* **REQUEST**
Print, exactly as given, each line of the data from the line containing "drop a dot on the short dark" up to and including its last line.

* **DATASET CONTENT**
▶
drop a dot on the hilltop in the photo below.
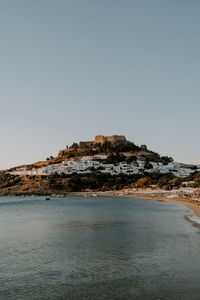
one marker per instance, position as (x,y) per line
(106,163)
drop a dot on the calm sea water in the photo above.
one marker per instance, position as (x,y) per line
(97,248)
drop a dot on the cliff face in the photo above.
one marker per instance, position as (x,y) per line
(113,164)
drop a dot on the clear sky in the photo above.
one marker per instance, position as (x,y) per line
(72,69)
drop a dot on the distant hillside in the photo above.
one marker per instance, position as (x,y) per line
(106,163)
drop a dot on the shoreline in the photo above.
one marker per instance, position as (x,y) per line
(195,208)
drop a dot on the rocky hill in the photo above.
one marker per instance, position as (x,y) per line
(106,163)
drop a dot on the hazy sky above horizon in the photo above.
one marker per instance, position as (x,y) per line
(72,69)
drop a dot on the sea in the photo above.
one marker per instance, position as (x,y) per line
(96,248)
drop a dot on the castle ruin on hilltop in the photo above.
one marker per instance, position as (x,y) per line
(101,139)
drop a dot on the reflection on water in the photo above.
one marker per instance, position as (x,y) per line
(97,248)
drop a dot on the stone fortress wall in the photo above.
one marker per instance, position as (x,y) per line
(113,138)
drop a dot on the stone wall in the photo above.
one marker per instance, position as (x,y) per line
(113,138)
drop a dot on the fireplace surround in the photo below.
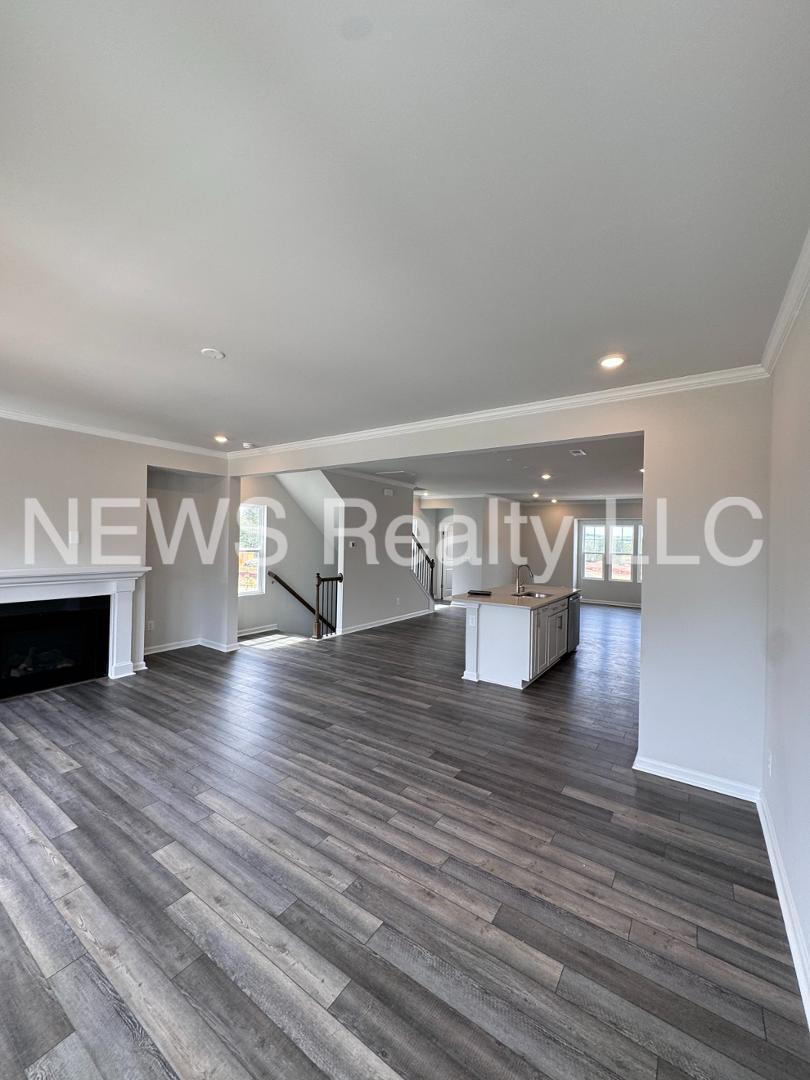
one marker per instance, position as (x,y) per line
(37,607)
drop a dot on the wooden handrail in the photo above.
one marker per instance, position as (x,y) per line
(295,595)
(421,549)
(332,602)
(422,565)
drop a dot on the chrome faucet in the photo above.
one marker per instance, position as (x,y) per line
(518,586)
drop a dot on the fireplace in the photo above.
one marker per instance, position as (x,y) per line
(51,643)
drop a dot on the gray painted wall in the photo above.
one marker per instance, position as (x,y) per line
(189,599)
(787,730)
(370,593)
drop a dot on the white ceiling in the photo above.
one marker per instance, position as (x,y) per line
(609,468)
(391,211)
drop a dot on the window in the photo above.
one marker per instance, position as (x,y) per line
(621,552)
(252,525)
(609,551)
(593,552)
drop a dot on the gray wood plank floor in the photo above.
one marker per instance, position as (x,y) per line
(339,860)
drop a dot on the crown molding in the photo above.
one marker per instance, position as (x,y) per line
(748,373)
(795,295)
(702,381)
(385,481)
(123,436)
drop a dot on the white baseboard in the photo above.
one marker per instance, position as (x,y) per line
(636,607)
(385,622)
(171,646)
(796,939)
(706,780)
(122,671)
(258,630)
(219,646)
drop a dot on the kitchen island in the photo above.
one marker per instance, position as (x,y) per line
(513,638)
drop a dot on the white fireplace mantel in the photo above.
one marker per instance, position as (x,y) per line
(67,582)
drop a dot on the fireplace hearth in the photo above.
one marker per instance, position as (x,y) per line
(45,644)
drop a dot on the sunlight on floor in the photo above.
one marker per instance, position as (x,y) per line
(269,642)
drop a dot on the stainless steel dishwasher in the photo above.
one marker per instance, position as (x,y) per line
(574,603)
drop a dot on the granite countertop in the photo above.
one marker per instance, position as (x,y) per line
(502,596)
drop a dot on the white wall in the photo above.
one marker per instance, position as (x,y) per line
(302,561)
(786,793)
(387,591)
(702,692)
(551,517)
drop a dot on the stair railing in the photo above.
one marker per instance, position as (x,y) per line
(325,607)
(326,604)
(422,566)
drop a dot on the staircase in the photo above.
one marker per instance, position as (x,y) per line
(325,608)
(422,567)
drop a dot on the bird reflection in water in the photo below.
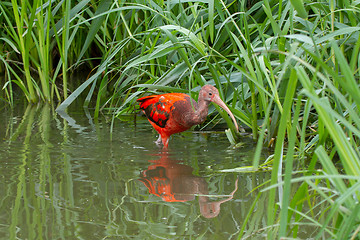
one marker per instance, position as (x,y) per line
(174,182)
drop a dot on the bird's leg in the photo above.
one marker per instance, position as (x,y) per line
(158,141)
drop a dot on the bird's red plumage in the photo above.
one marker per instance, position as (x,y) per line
(176,112)
(162,112)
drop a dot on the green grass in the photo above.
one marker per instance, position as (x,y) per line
(288,70)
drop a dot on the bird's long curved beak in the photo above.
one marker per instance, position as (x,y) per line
(216,99)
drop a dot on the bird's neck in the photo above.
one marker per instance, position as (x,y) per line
(201,112)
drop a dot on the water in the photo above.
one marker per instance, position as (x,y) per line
(67,177)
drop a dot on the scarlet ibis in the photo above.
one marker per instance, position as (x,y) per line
(176,112)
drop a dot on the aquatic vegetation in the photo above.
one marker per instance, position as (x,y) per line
(288,70)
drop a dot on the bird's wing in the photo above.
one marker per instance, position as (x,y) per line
(157,108)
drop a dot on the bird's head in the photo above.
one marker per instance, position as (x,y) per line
(209,93)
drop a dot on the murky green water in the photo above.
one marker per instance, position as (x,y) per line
(64,177)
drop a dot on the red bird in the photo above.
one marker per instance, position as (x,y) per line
(176,112)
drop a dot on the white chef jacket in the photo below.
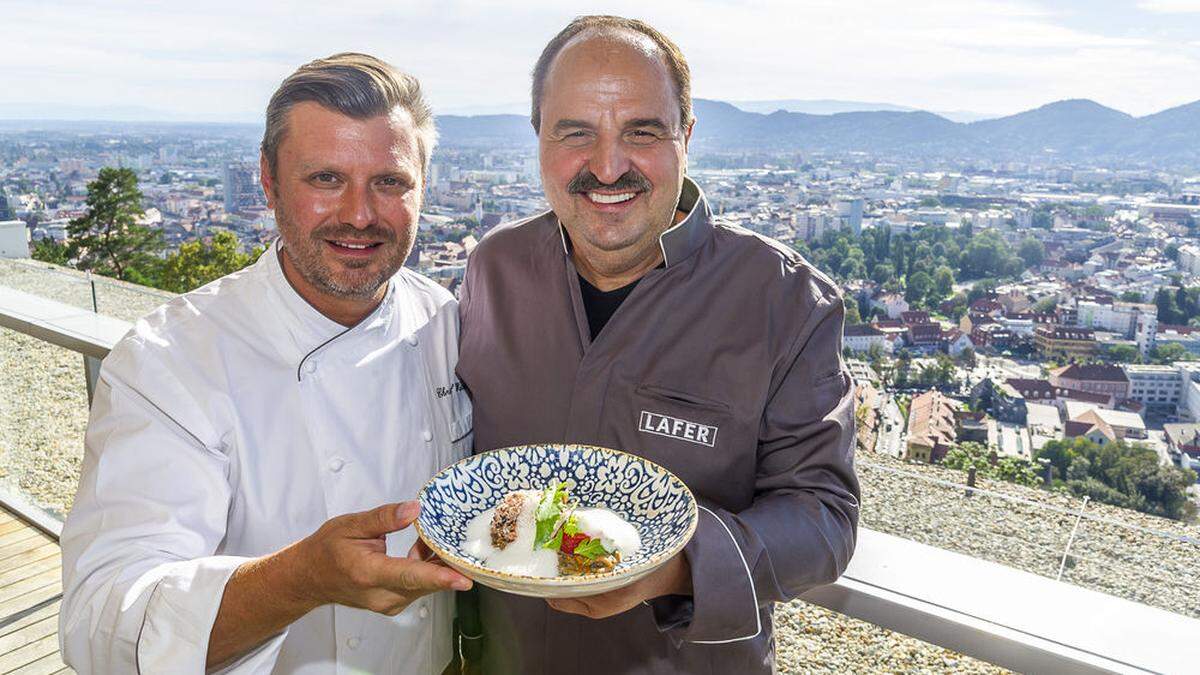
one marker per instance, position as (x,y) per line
(233,422)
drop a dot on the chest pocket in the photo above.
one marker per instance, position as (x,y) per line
(669,417)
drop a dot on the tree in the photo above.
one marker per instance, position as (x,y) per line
(1168,309)
(918,287)
(108,238)
(967,455)
(198,262)
(1122,475)
(51,251)
(883,273)
(1032,252)
(943,284)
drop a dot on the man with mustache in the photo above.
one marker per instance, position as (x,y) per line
(249,440)
(629,317)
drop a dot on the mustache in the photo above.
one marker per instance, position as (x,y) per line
(630,181)
(351,232)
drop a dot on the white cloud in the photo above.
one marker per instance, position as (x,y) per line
(228,55)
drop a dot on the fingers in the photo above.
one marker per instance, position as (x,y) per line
(381,520)
(408,575)
(423,553)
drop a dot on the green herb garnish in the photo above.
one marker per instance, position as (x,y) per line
(592,549)
(550,508)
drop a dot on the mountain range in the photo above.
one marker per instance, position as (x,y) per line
(1074,131)
(1078,130)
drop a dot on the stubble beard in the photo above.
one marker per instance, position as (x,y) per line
(306,256)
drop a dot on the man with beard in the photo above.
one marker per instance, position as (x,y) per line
(249,440)
(628,317)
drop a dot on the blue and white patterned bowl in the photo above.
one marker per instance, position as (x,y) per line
(652,499)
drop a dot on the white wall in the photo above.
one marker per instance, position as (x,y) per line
(13,239)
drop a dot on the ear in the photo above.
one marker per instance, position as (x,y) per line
(267,179)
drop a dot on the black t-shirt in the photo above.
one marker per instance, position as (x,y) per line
(600,304)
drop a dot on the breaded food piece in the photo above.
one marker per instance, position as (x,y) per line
(504,520)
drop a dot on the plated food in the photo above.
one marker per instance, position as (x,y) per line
(547,533)
(556,520)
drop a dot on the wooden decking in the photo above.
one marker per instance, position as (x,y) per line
(30,593)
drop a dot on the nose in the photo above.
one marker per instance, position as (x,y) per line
(358,208)
(609,160)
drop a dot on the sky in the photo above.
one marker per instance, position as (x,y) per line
(220,60)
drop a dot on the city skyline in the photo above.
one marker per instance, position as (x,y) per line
(221,61)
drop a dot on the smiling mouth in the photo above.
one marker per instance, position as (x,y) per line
(353,248)
(617,198)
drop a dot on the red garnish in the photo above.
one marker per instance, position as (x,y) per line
(571,541)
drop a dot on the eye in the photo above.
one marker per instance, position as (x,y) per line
(641,137)
(575,138)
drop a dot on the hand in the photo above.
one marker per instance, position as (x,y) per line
(346,562)
(673,578)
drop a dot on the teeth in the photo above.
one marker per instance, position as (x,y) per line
(610,198)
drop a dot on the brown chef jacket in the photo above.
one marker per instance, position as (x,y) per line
(725,366)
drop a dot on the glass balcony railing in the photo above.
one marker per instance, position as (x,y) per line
(1151,561)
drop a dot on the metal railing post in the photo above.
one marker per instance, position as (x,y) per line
(91,375)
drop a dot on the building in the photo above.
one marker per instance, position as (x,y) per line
(1183,444)
(850,214)
(925,336)
(1133,321)
(1126,425)
(1000,400)
(954,342)
(1097,378)
(241,189)
(1189,260)
(991,335)
(863,336)
(931,426)
(1044,423)
(1065,342)
(1156,386)
(13,239)
(893,304)
(1186,336)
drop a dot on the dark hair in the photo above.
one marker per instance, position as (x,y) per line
(677,65)
(358,85)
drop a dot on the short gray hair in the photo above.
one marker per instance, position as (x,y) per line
(600,24)
(358,85)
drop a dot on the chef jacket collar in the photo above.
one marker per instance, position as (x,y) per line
(309,328)
(683,238)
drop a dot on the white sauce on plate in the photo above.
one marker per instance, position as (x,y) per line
(520,557)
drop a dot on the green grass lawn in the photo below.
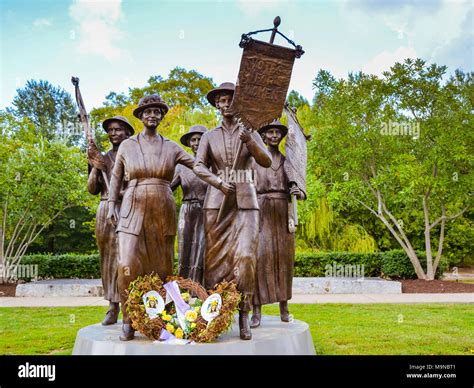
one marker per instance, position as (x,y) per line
(336,328)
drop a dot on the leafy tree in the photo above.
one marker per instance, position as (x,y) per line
(49,108)
(296,100)
(39,180)
(399,147)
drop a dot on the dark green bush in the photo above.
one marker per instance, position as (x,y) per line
(393,264)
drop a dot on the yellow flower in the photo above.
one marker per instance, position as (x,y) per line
(190,315)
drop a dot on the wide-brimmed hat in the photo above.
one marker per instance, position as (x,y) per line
(122,120)
(274,124)
(195,129)
(148,102)
(224,87)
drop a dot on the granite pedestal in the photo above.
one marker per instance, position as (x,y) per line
(273,337)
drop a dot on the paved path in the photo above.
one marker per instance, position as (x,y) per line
(309,299)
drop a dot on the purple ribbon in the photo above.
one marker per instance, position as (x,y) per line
(165,335)
(172,289)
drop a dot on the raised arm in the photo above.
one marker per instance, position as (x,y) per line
(115,186)
(176,179)
(94,182)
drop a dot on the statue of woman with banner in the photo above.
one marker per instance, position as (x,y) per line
(231,208)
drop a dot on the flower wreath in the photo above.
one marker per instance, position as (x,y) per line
(191,325)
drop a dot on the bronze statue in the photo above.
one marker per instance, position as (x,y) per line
(118,129)
(276,249)
(231,241)
(191,240)
(146,226)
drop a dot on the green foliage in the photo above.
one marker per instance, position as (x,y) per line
(384,145)
(71,232)
(48,107)
(393,264)
(296,100)
(40,179)
(68,266)
(184,91)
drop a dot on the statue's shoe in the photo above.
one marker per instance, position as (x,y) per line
(111,317)
(127,332)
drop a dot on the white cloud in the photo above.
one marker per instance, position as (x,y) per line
(255,7)
(386,59)
(43,22)
(435,30)
(98,32)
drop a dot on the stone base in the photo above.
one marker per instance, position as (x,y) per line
(61,287)
(273,337)
(340,285)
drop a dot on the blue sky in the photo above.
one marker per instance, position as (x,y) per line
(113,45)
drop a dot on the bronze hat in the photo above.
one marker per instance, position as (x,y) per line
(148,102)
(122,120)
(274,124)
(195,129)
(224,87)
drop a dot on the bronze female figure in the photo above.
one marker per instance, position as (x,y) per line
(191,240)
(118,129)
(147,223)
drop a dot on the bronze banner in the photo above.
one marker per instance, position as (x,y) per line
(262,84)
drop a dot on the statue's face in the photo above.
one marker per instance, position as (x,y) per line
(117,132)
(273,136)
(223,103)
(151,117)
(194,142)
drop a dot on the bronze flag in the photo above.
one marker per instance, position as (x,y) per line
(262,83)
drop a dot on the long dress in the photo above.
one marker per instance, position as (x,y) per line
(191,241)
(105,233)
(276,249)
(231,243)
(147,223)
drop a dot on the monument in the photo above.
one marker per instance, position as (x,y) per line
(178,309)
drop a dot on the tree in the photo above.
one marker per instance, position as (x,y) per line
(40,179)
(399,147)
(49,108)
(296,100)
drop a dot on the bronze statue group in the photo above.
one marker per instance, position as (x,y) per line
(228,229)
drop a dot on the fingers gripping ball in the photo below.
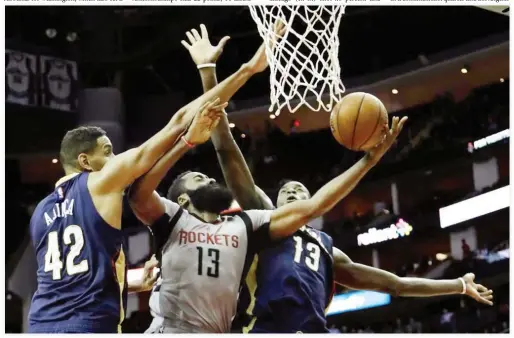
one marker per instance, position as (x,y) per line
(359,121)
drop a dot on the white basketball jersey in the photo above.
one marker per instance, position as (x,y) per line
(202,266)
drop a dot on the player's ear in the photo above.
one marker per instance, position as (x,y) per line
(83,161)
(183,200)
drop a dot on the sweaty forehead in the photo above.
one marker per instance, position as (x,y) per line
(103,141)
(193,175)
(293,185)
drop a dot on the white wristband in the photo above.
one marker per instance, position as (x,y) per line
(464,288)
(206,65)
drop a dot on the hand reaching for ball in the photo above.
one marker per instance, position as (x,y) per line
(378,151)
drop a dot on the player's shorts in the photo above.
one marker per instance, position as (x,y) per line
(58,327)
(173,326)
(155,325)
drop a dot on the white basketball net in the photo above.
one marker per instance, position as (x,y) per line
(305,61)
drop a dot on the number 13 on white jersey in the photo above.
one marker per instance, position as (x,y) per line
(311,253)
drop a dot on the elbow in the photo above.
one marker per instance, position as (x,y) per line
(398,288)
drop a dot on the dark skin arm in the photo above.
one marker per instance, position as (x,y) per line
(144,200)
(233,165)
(362,277)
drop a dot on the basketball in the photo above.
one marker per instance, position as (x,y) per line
(357,121)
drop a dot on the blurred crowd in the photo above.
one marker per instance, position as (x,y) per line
(454,316)
(436,131)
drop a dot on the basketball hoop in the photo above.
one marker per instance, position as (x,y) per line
(305,62)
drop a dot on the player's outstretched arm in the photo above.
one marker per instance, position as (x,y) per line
(361,277)
(144,200)
(233,165)
(290,217)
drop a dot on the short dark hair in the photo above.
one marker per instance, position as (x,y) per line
(79,140)
(283,182)
(177,188)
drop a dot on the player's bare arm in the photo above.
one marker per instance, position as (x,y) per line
(234,167)
(144,200)
(290,217)
(362,277)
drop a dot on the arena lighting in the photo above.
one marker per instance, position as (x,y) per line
(394,231)
(483,142)
(441,257)
(51,33)
(71,36)
(474,207)
(357,300)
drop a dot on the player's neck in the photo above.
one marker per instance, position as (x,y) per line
(65,178)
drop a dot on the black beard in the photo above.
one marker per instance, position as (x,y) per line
◀
* **FULL OUTPUT**
drop a dot on the short dark hair in the photo above.
one marker per instance, position as (x,y) per line
(79,140)
(283,182)
(177,188)
drop a dot on the player's bare arm in the photo above.
one marker per instance, position as (x,y) per line
(234,167)
(144,200)
(290,217)
(362,277)
drop a dot on the arena lighting in the photo above.
one marker per instance, position as (x,y) per line
(394,231)
(483,142)
(441,257)
(51,33)
(71,36)
(474,207)
(357,300)
drop a dot on the player's neck in the photo above.
one marker per instance, position as (x,y) per line
(65,178)
drop a dot on the black beard in the photo above.
one marker per instance, position as (x,y) per line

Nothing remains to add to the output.